BEGIN Information given
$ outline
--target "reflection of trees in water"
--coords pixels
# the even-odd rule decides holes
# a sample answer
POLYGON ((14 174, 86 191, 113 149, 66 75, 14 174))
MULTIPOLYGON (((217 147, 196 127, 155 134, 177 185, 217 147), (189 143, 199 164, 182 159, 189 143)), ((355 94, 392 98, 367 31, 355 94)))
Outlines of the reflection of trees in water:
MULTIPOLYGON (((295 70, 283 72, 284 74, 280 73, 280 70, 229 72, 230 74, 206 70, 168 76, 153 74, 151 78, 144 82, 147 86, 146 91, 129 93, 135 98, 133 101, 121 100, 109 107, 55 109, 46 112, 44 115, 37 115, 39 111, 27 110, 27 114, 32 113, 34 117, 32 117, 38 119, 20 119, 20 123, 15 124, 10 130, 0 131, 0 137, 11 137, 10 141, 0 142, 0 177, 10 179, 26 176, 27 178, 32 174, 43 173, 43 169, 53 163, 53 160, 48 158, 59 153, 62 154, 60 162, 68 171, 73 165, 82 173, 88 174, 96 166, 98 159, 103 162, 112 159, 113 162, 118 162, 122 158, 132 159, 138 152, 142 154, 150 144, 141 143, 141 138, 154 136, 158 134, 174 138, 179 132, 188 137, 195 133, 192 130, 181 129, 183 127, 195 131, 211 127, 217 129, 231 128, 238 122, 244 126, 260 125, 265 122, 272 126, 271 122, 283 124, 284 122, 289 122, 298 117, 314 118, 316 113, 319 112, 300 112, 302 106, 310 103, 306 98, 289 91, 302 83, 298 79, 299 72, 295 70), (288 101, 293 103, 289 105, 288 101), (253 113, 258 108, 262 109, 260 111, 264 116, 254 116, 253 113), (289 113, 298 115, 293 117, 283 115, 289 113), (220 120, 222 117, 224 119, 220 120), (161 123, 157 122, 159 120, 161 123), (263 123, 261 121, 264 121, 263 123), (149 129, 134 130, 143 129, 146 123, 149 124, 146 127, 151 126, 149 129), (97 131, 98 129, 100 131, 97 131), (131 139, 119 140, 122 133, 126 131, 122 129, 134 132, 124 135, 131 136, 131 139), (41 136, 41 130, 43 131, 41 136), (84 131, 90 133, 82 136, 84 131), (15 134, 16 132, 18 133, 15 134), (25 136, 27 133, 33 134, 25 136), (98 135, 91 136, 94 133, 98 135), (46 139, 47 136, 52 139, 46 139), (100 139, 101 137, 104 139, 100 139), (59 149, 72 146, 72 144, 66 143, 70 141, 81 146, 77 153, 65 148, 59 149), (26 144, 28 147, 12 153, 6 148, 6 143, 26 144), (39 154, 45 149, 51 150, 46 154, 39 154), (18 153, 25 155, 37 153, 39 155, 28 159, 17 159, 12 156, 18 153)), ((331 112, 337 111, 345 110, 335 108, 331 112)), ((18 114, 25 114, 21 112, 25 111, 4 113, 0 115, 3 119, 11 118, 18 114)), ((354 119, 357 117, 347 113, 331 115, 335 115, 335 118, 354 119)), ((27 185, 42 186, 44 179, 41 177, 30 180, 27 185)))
END Information given
Set problem: Write out all of the lines above again, replacing "reflection of trees in water" with "mirrored trees on the water surface" everywhere it occurs and changing nothing else.

Answer to this exercise:
$ outline
--target "mirrored trees on the water surface"
--coords pixels
# the even-odd rule decides holes
# a sample answer
POLYGON ((14 174, 86 191, 113 149, 66 75, 14 174))
MULTIPOLYGON (((217 147, 196 127, 155 134, 177 185, 217 147), (189 143, 199 164, 182 159, 189 143)), ((355 94, 392 98, 367 31, 355 94)))
Outlines of the mirrored trees on the water surface:
MULTIPOLYGON (((295 70, 283 72, 284 74, 280 73, 280 70, 229 72, 230 74, 206 70, 168 76, 153 74, 151 78, 144 82, 147 86, 146 91, 129 93, 135 98, 133 101, 121 100, 109 107, 55 109, 46 112, 44 115, 37 115, 39 111, 27 110, 27 114, 32 113, 34 117, 32 117, 38 119, 20 119, 20 123, 15 124, 10 130, 0 131, 0 137, 11 137, 10 141, 0 142, 0 177, 10 179, 26 176, 27 178, 32 174, 43 173, 43 169, 53 163, 53 160, 48 158, 59 153, 62 154, 60 162, 68 171, 73 165, 82 173, 88 174, 96 166, 98 159, 103 162, 112 159, 113 162, 118 162, 122 158, 132 159, 138 152, 142 154, 150 144, 141 143, 141 138, 154 136, 158 134, 174 138, 179 132, 188 137, 195 133, 192 130, 181 129, 183 127, 195 131, 211 127, 217 129, 231 128, 238 122, 244 126, 260 125, 265 122, 272 126, 271 122, 283 124, 284 122, 289 122, 298 117, 314 118, 316 113, 319 112, 300 112, 302 106, 310 103, 306 98, 289 91, 302 83, 298 79, 299 72, 295 70), (288 101, 293 103, 289 105, 288 101), (253 113, 258 108, 262 109, 260 111, 264 116, 254 116, 253 113), (289 113, 298 115, 293 117, 283 115, 289 113), (220 120, 222 117, 224 119, 220 120), (161 123, 157 122, 159 120, 161 123), (263 123, 261 121, 264 121, 263 123), (149 129, 134 130, 143 129, 146 123, 149 124, 146 127, 151 126, 149 129), (97 131, 98 129, 100 131, 97 131), (131 139, 119 140, 122 133, 126 131, 122 129, 134 132, 124 135, 131 136, 131 139), (41 136, 41 130, 43 131, 41 136), (84 131, 90 133, 82 136, 84 131), (15 134, 16 132, 18 133, 15 134), (25 136, 27 133, 33 134, 25 136), (98 135, 91 136, 94 133, 98 135), (46 139, 47 136, 52 139, 46 139), (100 139, 101 137, 104 139, 100 139), (59 149, 72 146, 72 144, 66 143, 70 141, 81 146, 77 153, 65 148, 59 149), (26 144, 28 147, 12 153, 6 148, 6 143, 26 144), (39 154, 45 149, 51 150, 46 154, 39 154), (18 153, 25 155, 37 153, 39 155, 28 159, 17 159, 12 156, 18 153)), ((331 112, 337 111, 345 110, 335 108, 331 112)), ((18 114, 25 114, 21 112, 25 111, 4 113, 0 115, 3 119, 11 118, 18 114)), ((354 119, 357 117, 347 113, 331 115, 335 115, 335 118, 354 119)), ((27 185, 42 186, 44 179, 41 177, 30 180, 27 185)))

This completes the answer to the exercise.